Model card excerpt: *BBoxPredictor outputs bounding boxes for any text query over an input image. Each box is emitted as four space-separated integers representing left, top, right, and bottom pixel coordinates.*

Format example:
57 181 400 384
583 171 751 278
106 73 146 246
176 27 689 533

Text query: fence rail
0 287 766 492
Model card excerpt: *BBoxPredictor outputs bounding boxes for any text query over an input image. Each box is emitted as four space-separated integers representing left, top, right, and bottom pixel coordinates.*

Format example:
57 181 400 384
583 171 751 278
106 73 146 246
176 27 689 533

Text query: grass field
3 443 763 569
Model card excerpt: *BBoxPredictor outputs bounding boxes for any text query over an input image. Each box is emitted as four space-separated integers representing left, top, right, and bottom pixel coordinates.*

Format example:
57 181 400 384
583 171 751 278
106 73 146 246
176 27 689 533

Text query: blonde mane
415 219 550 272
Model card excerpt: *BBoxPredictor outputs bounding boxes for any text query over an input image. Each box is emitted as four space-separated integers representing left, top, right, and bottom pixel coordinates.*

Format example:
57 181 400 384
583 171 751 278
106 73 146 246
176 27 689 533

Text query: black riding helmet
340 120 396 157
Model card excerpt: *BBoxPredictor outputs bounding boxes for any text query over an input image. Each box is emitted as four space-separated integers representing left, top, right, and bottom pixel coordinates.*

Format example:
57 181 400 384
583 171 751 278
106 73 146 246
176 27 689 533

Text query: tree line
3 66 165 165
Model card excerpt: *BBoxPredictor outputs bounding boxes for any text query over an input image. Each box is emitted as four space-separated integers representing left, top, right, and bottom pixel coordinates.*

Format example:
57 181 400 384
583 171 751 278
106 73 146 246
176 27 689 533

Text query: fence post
.....
Stated exercise: Could you reproduce all the records above, substituting "BoxLocator" for every "BBoxPredictor" and leaving everything else unchanged?

Answer to the task:
Model card excerpt: *BoxLocator outputs bounding boxes for any text query over an input image. Each box is emitted as four space-separated integers representing left, top, right, and bottom pixel coordinates.*

Format example:
57 181 400 384
583 171 751 278
106 73 146 246
176 27 689 533

Text query: fence rail
0 287 766 492
Model card excerpt: *BoxLocator outputs bounding boxes for any text query over an input image. Each box is emitted as four space-separated integers representing left, top, right, and bottom pixel coordinates.*

Format example:
57 181 400 384
583 171 751 278
106 73 146 246
176 27 689 533

Text query: grass field
3 443 763 569
Model card excerpt: *BoxLocator outputs bounding boxes for any text query over an input image. Each box is emitted as four space-separated integers representing left, top, right, and bottom pixel coordinates.*

Format example:
57 181 400 384
583 171 751 278
106 73 146 246
176 27 689 533

Text query: blonde mane
415 219 550 272
Model card excerpt: *BoxLocator outputs bounding boxes for any text query over an input image. Each box is emitted as four space-separated integers representing left, top, right, and bottom pixel coordinates.*

Format example:
57 181 400 384
583 171 751 278
106 73 146 246
176 27 689 533

Text query: black riding helmet
340 120 396 157
Model card excerpt: *BoxLocator outputs bounding boxes for any text query over an input image. Each box is emitted as four space-separated integers representing left, top, right, and bottom pixel coordinates.*

Format example:
57 181 400 384
583 171 751 278
106 73 146 246
176 27 689 533

Text query: tree line
3 66 165 165
Model card excerpt: *BoxLocator outputs bounding boxes for any text query over an input image. Each box is emitted as four space-separated integers representing left, top, right, and bottom pixel coordinates.*

Format example:
57 181 400 384
583 171 751 278
106 73 146 246
176 27 689 533

Text query: fence post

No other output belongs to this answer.